START DOCUMENT PASSAGE
Not long after starting at Nine Entertainment, we started a sale process for one of our divisions. I was invited to a number of meetings, such as with the accountants who were working out the approach we should take on working capital adjustments, which I wouldn’t have been invited to before I was in-house. In that deal, working capital was a complex issue, so being in all of the meetings about that issue really helped me understand the thinking that led to the position we got to. When it came to drafting that section of the Share Purchase Agreement, I’m sure I did a much better job of it than if I’d just been sent the end product of the working sessions – even the external accountants were impressed. As external lawyers usually charge based on time, clients have an understandable sensitivity about bringing external lawyers to meetings when they’re not strictly necessary. As a fixed cost to the business, there’s no such sensitivity and the result was that I was much more involved with all aspects of the transaction and I think provided a better service as a result.

When you’re the external adviser, you balance the risks and give a view, but you don’t actually make the decisions. As a part of the business, your colleagues look to the lawyers to make decisions, not just give advice. This can be a big learning curve for some, but one of the benefits of making this move when I did, rather than when I originally planned to, is that I’m much more confident about backing my own judgment.
END DOCUMENT PASSAGE
START DATA RECORDS
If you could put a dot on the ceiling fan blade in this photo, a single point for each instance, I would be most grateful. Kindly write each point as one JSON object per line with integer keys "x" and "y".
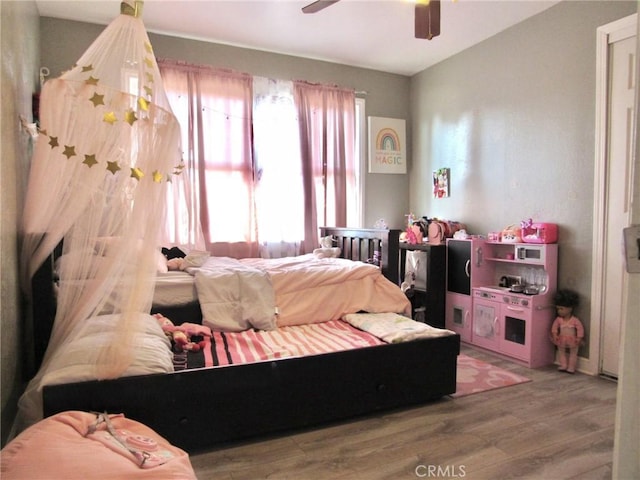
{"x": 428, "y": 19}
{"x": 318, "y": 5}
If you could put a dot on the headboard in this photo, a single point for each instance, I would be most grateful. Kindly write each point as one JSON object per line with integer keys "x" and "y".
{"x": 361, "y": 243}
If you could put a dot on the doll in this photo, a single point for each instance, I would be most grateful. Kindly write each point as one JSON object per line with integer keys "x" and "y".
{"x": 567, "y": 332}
END DATA RECORDS
START DATA RECORDS
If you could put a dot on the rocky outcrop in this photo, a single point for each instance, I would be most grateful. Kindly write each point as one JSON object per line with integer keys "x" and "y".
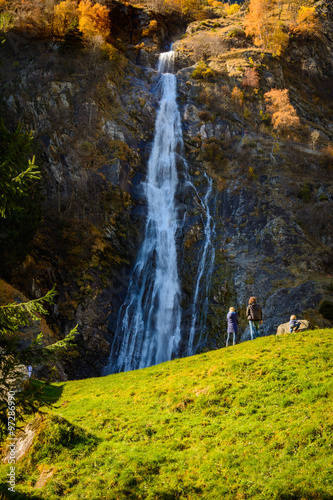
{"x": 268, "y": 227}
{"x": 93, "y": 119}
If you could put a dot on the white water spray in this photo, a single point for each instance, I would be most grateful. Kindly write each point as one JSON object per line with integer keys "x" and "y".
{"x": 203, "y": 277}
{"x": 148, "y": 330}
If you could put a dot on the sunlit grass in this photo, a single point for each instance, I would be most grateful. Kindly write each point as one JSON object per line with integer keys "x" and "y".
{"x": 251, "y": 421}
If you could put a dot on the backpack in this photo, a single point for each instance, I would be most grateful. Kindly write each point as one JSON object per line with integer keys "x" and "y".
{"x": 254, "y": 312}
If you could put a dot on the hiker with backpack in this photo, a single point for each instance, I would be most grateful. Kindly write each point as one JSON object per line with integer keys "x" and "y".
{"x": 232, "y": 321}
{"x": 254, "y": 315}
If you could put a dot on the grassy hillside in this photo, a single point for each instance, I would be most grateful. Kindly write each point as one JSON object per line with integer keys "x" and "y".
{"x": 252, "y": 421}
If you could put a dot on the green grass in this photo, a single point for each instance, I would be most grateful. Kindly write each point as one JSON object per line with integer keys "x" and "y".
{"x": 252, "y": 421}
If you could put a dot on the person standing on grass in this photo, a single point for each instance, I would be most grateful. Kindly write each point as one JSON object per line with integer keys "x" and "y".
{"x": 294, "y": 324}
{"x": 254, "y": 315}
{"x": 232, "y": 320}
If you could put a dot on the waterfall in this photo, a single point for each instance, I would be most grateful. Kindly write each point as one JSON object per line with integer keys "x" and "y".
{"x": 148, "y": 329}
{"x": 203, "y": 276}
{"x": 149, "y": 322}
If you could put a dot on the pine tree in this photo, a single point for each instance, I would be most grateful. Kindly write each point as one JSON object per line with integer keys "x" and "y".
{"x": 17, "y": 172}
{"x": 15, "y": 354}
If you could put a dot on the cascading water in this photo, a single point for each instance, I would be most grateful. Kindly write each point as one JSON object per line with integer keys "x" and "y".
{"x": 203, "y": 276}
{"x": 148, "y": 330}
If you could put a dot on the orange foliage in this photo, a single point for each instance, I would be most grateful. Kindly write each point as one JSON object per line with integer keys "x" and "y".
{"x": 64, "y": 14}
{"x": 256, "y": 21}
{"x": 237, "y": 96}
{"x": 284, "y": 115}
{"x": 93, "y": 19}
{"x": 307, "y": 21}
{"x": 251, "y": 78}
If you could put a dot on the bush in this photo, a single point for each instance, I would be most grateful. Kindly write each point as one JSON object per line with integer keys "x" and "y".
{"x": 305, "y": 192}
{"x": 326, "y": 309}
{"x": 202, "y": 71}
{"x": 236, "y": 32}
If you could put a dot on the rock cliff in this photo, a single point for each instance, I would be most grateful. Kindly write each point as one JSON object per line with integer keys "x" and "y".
END DATA RECORDS
WORK INSTRUCTIONS:
- A) Using the text's own wording, list every term in the in-house lawyer's account that names an accountant, a lawyer, or an adviser.
- B) According to the account of working as an in-house lawyer, why are clients sensitive about bringing external lawyers to meetings?
- C) Carry the account of moving from external practice to an in-house legal role forward from its last sentence.
The records are separate material and have no connection to the in-house lawyer's account.

RESPONSES TO THE TASKS:
- A) accountants; external accountants; external lawyers; the external adviser; the lawyers

- B) External lawyers usually charge based on time.

- C)
There’s also the obvious differences about being in-house and being in a law firm – no time sheets or billing to worry about (a big plus), but often less sophisticated resources (like knowledge management systems and document management systems) available. The size of the legal team and breadth of expertise across the team will almost always be much smaller than a law firm. That’s a negative when there’s something quite specialist that you need, but can be a positive if it means your role is varied, interesting and challenging.

Q: Will that be a constraint on your continuing to do corporate transactions?

A: In the last 15 months, I’ve done most of the legal work on a $640 million business disposal, managed the due diligence and documentation process for taking a majority stake in a youth focused online publishing business, been involved in buying a 9.99% stake in another listed television broadcaster, and negotiated a variation to and subsequent exit from a joint venture. It’s a pretty strong deal list (without even getting into acquiring rugby league rights and a significant property sale). So I don’t think the size of the team or my move in-house will significantly restrict the type of work that I’ll be doing in future. I definitely want to keep doing as much of the corporate transaction work in-house as possible, so that I stay in touch with market practice.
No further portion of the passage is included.